▸ **Task requirements**
In how many lines of the listing does the word "hair" appear? Reply with the number only.

___ Provided data

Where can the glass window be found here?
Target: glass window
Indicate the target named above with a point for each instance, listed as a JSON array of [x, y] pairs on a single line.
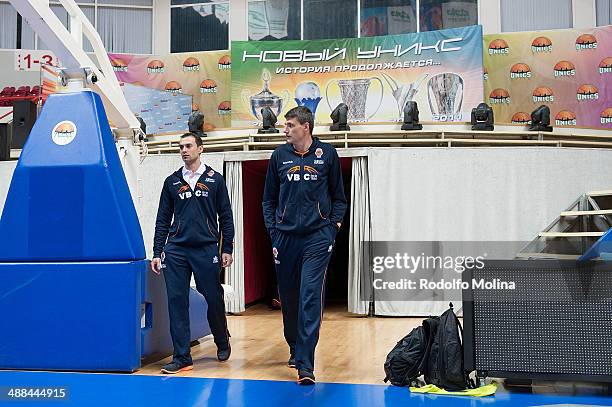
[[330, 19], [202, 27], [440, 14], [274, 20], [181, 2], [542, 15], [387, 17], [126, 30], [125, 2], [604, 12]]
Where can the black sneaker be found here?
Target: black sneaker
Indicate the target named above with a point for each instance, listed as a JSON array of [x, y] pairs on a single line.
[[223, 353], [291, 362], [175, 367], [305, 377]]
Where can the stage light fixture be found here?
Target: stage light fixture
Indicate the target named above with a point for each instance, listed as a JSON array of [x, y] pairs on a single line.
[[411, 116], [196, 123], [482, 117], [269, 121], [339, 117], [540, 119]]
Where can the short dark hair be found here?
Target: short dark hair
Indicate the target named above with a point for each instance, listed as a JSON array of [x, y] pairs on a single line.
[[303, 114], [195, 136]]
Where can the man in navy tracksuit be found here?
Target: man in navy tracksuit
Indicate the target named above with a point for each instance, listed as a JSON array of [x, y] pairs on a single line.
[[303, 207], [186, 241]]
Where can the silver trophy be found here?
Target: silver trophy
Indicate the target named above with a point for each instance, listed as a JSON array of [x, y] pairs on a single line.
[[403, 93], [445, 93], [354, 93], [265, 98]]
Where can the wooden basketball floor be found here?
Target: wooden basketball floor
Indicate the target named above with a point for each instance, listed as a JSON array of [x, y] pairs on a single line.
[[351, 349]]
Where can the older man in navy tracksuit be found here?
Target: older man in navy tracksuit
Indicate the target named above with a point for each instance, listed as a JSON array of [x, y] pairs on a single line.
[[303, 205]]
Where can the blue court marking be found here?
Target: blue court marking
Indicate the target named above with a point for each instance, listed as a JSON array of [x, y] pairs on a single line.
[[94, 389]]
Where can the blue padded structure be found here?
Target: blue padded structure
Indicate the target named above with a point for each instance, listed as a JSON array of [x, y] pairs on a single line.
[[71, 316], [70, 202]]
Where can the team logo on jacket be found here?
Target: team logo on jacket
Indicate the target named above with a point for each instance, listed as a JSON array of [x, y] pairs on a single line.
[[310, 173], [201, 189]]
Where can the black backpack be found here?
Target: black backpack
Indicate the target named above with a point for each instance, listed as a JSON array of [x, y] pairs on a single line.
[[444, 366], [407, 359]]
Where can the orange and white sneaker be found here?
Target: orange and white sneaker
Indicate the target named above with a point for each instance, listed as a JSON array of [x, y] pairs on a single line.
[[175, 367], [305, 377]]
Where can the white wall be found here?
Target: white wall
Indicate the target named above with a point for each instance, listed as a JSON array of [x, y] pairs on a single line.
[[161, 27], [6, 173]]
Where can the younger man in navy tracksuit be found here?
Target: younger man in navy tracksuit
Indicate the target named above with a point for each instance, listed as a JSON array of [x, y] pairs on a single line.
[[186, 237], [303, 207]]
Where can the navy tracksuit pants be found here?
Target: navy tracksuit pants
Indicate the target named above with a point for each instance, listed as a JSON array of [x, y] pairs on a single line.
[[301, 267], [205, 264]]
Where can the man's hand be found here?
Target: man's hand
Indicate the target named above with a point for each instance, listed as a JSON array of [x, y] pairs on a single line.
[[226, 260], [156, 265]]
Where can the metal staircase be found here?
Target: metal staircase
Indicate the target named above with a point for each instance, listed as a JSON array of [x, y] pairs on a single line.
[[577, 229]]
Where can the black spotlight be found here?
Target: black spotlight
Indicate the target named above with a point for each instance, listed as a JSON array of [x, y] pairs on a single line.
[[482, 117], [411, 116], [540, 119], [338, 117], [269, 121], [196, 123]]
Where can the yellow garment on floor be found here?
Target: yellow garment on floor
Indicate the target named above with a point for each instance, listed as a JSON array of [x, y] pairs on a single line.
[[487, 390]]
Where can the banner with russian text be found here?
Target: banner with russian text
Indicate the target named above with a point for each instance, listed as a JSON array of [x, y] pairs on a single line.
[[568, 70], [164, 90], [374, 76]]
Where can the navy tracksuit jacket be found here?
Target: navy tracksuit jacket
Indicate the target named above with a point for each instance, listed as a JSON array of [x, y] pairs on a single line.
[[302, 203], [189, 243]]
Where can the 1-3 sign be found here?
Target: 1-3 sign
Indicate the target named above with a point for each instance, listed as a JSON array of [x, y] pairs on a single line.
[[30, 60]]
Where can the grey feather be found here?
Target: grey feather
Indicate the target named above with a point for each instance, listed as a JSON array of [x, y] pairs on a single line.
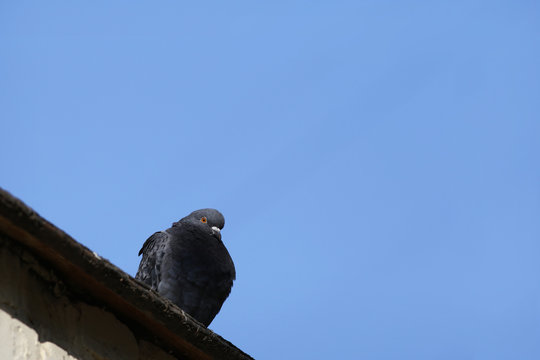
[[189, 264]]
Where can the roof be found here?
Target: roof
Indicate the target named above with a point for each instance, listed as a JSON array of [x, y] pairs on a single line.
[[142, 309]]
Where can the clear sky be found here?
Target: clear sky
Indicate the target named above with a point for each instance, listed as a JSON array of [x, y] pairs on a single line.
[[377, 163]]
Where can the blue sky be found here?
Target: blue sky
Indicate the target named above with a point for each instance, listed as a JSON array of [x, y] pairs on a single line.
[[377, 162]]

______

▸ **Answer section**
2